**Alıştırma Seti:**
1. Louis Wain hakkındaki metne göre Wain, Napsbury Hastanesine hangi yıl sevk edildi?
2. Louis Wain hakkındaki metni kaldığı yerden sürdürün.

**İncelenecek Metin:**
---------------

The Times gazetesi, Wain’in hayvan refahı için büyük işler başardığından bahsettiği bir makale yayınladıktan sonra Wain’in durumu ve hastaneye yatırıldığı dünya çapında ses getirmeye başlamıştı. Bir hafta sonra ise dönemin başbakanı, Ramsey Macdonald duruma müdahale etti ve Wain, St. George’da bulunan Royal Bethlem Hastanesine sevk edildi. Orada kendisine ait bir odası vardı ve standartları daha iyi hale gelmişti. Zamanının çoğunu ise çizmekle geçiriyordu. Bilim ve siyaset hakkında geliştirdiği garip teorilerin yanı sıra hastanede yattığı süre boyunca artık daha uyumlu ve arkadaşçaydı. Hastalığının ilerlemesi ile ortaya çıkardığı iki boyutlu, kaleidoskopik kedi denemelerini ise Bethlem hastanesine yattıktan sonra çizmeye başladı. Bu eserleri, uzun bir süre boyunca Wain’in kötüleyen hastalığının bir göstergesi olarak değerlendirildi. Eski kedi çizimleri ile kıyaslandığında ise, bu iki boyutlu illüstrasyonları daha çok patern denemeleri şeklindeydi.
1930 yılında, St. Albans bölgesi yakınlarında bulunan Napsbury Hastanesine sevk edildi. Yaşamının sonuna kadar çizmeye devam eden Wain’in eserleri, 1931 ve 1937 yıllarında Londra’da sergilendi. 1939 yılında ise Napsbury’de hayata gözlerini yumdu.

Louis Wain Gerçekten Şizofren Miydi?
Fitzgerald (2002), Wain’in durumuna ilişkin tanı sürecini Journal of Psychiatric Medicine tarafından yayınlanan “editöre notlar” kısmında kısaca çok güzel açıklamıştır. Fitzgerald’a göre, Louis Wain şizofreni tanı belirtilerini karşılamamaktadır ve aslında Asperger sendromuna sahiptir. Yetişkin psikiyatrisinde, bu iki hastalık grubu çoğu zaman birbirine karıştırılmaktadır.

Fitzgerald (2012) Clinical Neuropsychiatry dergisinde yayınlanan makalesinde ise bu iki hastalığın ortak özelliklerini ve farklılıklarını derinlemesine incelemiştir. Makaleye göre, delüzyonlar her iki hastalıkta da vardır. Şizofrenide söz konusu olan sanrılar genellikle daha bizardır. Rasyonel bir zemine oturtulamaz. Her iki hastalık grubunda da saldırganlık eğilimi söz konusudur ve bu saldırganlığın sebebi ise paranoid delüzyonlardan kaynaklanmaktadır. Şizofrenide de ve Asperger Sendromunda da kişi sosyal anlamda içe dönüktür ve etkileşime fazla girmez.
Uzun süre şizofreni ile mücadele ettiğini düşündüğümüz Louis Wain, aslında çocukluk döneminde tanı konulmayan ve erişkinlik döneminde gözden kaçırılan Asperger sendromlu bir birey olarak karşımıza çıkmaktadır. Hastalık geç dönemlerde fark edildiği için, Louis Wain’in yaşadığı trajik kayıplar hastalığının şiddetini etkilemiş ve psikotik ataklar yaşamasına sebep olmuştur.

---------------

**Kaydedilen girdiler:**
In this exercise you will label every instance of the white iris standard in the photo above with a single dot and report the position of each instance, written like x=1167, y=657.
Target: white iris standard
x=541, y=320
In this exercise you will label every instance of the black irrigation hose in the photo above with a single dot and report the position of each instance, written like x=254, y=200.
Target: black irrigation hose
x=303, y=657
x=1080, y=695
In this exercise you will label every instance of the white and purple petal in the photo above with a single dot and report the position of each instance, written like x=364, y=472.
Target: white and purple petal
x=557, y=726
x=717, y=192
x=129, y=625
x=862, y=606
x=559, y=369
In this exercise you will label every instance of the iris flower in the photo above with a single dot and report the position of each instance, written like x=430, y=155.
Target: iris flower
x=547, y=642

---------------

**Görevlere Göre Yanıtlar:**
1. 1930 yılında.

2.
Asperger sendromunda şizofreniye kıyasla, tekrarlayıcı davranış örüntüleri daha fazla gözlemlenir. Buna örnek olarak, Louis Wain’in sürekli olarak kedi illüstrasyonları çizmesi gösterilebilir. Aynı zamanda, Asperger sendromu erken çocukluk döneminde ortaya çıkarken şizofreni daha geç başlangıçlı bir hastalıktır. Wain’in çocukluk dönemini ele aldığımızda ise, Wain verdiği röportajlarda okul çağında diğer çocuklardan farklı olduğuna ve akranları tarafından zorbalık gördüğüne de değinmektedir. Bu durum Asperger sendromlu bireylerde sıklıkla karşılaşılan bir durumdur. Wain’in matematiğe ve bilime olan ilgisi ise Asperger sendromunu destekleyen bir özelliktir çünkü Wain psikotik ataklar geçirdiği dönemlerde bile bu alanlara olan ilgisini kaybetmemiştir.
Son olarak, tarihi kayıtlara göre, Wain’nin ailesinde kız kardeşlerinden birinin de psikiyatrik bir rahatsızlıktan dolayı hastaneye yatırıldığı bilinmektedir ama hastalık tanısının ne olduğuna dair kesin bir bilgi yoktur. Ailesinde psikiyatrik bir öykü geçmişinin bulunması da Wain’in şizofreni tanısı alması için etkili olmuş olabilir.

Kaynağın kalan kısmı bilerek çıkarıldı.